**Problem:** Exact copies of all the entries are required.

**The records:**
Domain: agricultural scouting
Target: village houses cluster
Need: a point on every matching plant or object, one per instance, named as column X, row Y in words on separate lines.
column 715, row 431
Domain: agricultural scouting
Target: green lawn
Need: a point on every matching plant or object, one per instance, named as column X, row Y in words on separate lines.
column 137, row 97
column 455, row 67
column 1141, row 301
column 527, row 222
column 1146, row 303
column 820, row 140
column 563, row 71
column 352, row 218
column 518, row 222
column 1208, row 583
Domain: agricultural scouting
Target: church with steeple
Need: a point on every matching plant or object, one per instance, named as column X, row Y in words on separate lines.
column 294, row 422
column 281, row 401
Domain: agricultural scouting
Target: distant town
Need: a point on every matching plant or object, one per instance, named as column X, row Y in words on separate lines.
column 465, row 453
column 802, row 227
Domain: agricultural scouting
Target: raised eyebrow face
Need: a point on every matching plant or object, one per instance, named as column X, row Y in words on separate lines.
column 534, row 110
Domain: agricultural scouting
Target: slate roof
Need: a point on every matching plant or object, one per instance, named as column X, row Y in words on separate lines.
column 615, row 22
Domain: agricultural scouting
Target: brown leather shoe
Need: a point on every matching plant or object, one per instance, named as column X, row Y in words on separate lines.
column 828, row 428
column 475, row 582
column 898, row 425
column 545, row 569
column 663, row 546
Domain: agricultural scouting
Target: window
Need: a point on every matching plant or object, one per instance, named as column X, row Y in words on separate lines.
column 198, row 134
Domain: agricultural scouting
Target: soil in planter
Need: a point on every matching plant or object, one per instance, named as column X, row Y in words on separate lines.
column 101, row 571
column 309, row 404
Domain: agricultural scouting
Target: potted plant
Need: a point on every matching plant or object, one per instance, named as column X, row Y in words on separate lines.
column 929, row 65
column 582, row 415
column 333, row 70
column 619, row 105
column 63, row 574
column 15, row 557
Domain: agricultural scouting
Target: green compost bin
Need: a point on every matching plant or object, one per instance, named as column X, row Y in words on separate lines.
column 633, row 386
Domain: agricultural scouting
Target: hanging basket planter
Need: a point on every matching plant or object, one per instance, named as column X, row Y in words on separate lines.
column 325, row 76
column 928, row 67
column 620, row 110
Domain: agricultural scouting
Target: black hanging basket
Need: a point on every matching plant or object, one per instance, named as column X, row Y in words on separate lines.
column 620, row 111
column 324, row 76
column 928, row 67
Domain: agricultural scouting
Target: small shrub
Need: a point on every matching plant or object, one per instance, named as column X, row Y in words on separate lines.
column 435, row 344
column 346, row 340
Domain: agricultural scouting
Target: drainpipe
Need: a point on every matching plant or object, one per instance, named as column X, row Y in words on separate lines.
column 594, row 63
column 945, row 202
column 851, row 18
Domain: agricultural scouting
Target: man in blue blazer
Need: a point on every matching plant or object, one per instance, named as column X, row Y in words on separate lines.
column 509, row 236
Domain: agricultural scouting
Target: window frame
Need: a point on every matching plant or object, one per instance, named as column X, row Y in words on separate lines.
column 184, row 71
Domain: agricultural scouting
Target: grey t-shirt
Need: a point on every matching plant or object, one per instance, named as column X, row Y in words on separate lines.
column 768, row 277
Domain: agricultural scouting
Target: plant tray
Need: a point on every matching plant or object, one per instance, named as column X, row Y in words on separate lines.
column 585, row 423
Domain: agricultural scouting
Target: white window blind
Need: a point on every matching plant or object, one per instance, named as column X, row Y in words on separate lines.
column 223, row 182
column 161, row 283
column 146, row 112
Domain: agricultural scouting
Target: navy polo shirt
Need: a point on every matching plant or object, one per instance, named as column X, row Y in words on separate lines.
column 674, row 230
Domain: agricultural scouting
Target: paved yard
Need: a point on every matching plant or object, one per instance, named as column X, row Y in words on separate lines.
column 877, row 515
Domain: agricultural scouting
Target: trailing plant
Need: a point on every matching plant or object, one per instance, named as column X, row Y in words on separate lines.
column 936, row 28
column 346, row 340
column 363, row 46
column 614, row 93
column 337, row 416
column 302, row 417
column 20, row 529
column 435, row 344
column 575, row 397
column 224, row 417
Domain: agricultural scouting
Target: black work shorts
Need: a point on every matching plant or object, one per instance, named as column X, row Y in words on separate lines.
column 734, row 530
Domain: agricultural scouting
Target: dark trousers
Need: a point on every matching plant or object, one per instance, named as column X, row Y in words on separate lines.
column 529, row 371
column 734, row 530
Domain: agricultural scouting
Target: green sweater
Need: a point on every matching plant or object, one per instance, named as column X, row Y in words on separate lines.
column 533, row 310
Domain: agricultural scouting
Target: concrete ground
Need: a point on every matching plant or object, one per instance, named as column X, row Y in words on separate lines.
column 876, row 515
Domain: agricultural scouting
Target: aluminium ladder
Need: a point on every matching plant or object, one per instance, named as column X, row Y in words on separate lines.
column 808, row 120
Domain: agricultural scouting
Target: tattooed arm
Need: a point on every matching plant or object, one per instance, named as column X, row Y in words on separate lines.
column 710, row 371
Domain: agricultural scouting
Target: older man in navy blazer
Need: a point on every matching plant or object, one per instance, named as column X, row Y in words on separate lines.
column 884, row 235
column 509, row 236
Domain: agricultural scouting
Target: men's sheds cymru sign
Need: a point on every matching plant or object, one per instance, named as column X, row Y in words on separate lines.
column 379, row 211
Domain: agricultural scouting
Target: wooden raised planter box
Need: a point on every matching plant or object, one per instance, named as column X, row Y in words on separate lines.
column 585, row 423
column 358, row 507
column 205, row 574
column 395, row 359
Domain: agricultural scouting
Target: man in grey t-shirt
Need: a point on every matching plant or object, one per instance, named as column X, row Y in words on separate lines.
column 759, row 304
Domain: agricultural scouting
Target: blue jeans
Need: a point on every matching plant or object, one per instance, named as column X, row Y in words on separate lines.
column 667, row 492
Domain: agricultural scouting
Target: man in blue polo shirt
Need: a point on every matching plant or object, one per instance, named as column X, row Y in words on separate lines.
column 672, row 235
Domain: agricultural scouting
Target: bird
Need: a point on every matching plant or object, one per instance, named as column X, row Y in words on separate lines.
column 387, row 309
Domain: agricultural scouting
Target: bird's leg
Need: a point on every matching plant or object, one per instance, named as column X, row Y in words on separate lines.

**Answer for the task:**
Domain: agricultural scouting
Target: village houses cluster
Need: a point on every matching plant or object, one per instance, named as column X, row Y in words on separate lines.
column 715, row 431
Domain: agricultural scouting
Target: green lawn
Need: a point on every matching plant or object, one per instance, named as column X, row Y in words on separate lines.
column 137, row 97
column 455, row 67
column 1141, row 301
column 527, row 222
column 1146, row 303
column 820, row 140
column 563, row 71
column 352, row 218
column 518, row 222
column 1208, row 583
Domain: agricultural scouting
Target: church with steeple
Need: a point on every matching plant or object, one per instance, named as column X, row Y in words on separate lines.
column 294, row 422
column 281, row 401
Domain: agricultural scouting
Target: distant town
Need: a point on every matching plant or object, one per instance, named as column X, row Y in words on separate lines.
column 465, row 453
column 802, row 227
Domain: agricultural scouting
Target: raised eyebrow face
Need: a point on every matching plant or object, one per instance, named as column X, row Y in words on separate lines.
column 534, row 110
Domain: agricultural scouting
Target: slate roof
Need: a point on every matching plant or object, one per instance, named as column X, row Y in words on separate lines.
column 615, row 22
Domain: agricultural scouting
Target: brown leather shoe
Need: a point on every matching plant or object, one per instance, named as column X, row Y in words on separate lines.
column 828, row 428
column 475, row 582
column 898, row 425
column 545, row 569
column 663, row 546
Domain: agricultural scouting
Target: window
Need: a point on every matching plant or object, one per instance, named as column X, row Y in words on separate lines.
column 198, row 134
Domain: agricultural scouting
Target: soil in planter
Need: a point on every matching plant or object, one per instance, named as column X, row Y in words on separate lines.
column 101, row 571
column 309, row 404
Domain: agricultural scouting
Target: potted plant
Need: a point on every matching plant or object, one per instance, named as column X, row Y in words on separate lines.
column 929, row 65
column 582, row 415
column 333, row 70
column 619, row 105
column 63, row 574
column 15, row 557
Domain: agricultural scouting
Target: green compost bin
Need: a point on every matching plant or object, one per instance, named as column X, row Y in words on separate lines.
column 633, row 386
Domain: agricultural scouting
Target: hanging basket planter
Need: a point on every matching plant or object, one per instance, named as column X, row Y in words on separate lines.
column 325, row 76
column 928, row 67
column 620, row 110
Domain: agricultural scouting
Target: black hanging basket
Need: a point on every matching plant or object, one per instance, named as column X, row Y in words on separate lines.
column 620, row 111
column 324, row 76
column 928, row 67
Domain: agricultural scouting
Target: small shrub
Need: a point on every matching plant or object, one per instance, named as column X, row Y in words on separate lines.
column 435, row 344
column 346, row 340
Domain: agricultural scouting
Target: drainpipe
Need: a point on every matching plant or object, one per instance, named as column X, row Y in words on separate lines.
column 594, row 63
column 945, row 202
column 851, row 18
Domain: agricultural scouting
Target: man in blue blazer
Need: a point on every matching plant or object, one per instance, named as column X, row Y in words on separate lines.
column 509, row 236
Domain: agricultural scouting
Target: window frame
Need: a point on every matching plant or object, one per instance, named as column X, row Y in words on separate lines.
column 184, row 71
Domain: agricultural scouting
Target: grey t-shirt
Need: a point on every matching plant or object, one per instance, named as column X, row Y in words on separate lines.
column 768, row 277
Domain: agricultural scouting
Target: plant tray
Need: a point on every matching plant or object, one per instance, named as column X, row Y in words on separate lines.
column 585, row 423
Domain: agricultural scouting
Target: white window blind
Need: a point on every matching plant or object, one per instance, named as column X, row Y in words on separate lines.
column 223, row 182
column 161, row 283
column 146, row 112
Domain: agricultural scouting
Target: navy polo shirt
Need: a point on every matching plant or object, one per instance, named as column X, row Y in words on separate lines.
column 674, row 230
Domain: agricultural scouting
Target: paved yard
Need: a point on every matching plant or object, one per instance, named as column X, row Y in words on separate lines.
column 877, row 515
Domain: agricultural scouting
Target: trailing plant
Need: a point on every matching plant or object, one per instance, named as column X, row Y in words on separate lines.
column 936, row 28
column 346, row 340
column 363, row 46
column 614, row 93
column 337, row 416
column 302, row 417
column 20, row 529
column 435, row 344
column 575, row 397
column 224, row 417
Domain: agricultural scouting
Target: black work shorts
Need: a point on every matching plant or object, one per instance, named as column X, row Y in words on separate lines.
column 734, row 530
Domain: agricultural scouting
Target: dark trousers
Need: a point on every matching plant or object, one per instance, named as column X, row Y in words on separate lines.
column 529, row 371
column 734, row 530
Domain: agricultural scouting
Target: green sweater
Need: a point on every matching plant or object, one per instance, named as column X, row Y in words on separate lines.
column 533, row 310
Domain: agricultural scouting
Target: concrete ground
Need: a point on every matching plant or object, one per instance, named as column X, row Y in words on separate lines.
column 876, row 515
Domain: agricultural scouting
Target: aluminium ladder
Need: a point on every matching plant or object, one per instance, named as column X, row Y in words on separate lines.
column 808, row 120
Domain: agricultural scouting
Target: tattooed arm
Need: a point on every matching plant or object, one per instance, named as column X, row Y in words on separate lines.
column 710, row 371
Domain: agricultural scouting
Target: older man in navy blazer
Need: a point on every matching plant or object, one per instance, named as column X, row Y in words on separate lines.
column 884, row 235
column 509, row 236
Domain: agricultural scouting
Target: men's sheds cymru sign
Need: a point on every matching plant or object, one per instance, named as column X, row Y in words on separate lines.
column 379, row 211
Domain: agricultural scouting
Target: wooden raised planter box
Need: a point on every matching plant or object, one per instance, named as column X, row Y in words on separate lines.
column 585, row 423
column 358, row 507
column 205, row 574
column 395, row 359
Domain: agricultural scouting
Target: man in grey t-shirt
Need: a point on every matching plant or object, one per instance, named as column X, row Y in words on separate lines.
column 759, row 304
Domain: agricultural scouting
Target: blue jeans
Need: a point on every matching plant or object, one per instance, named as column X, row Y in words on separate lines.
column 667, row 492
Domain: agricultural scouting
Target: man in blue polo shirt
Need: a point on every matching plant or object, one per instance, named as column X, row Y in words on separate lines.
column 672, row 235
Domain: agricultural scouting
Target: bird
Need: a point on every matching plant or object, one per instance, named as column X, row Y in words on separate lines.
column 387, row 309
Domain: agricultural scouting
Target: bird's leg
Need: a point on every matching plant or object, one per instance, named as column X, row Y in words on separate lines.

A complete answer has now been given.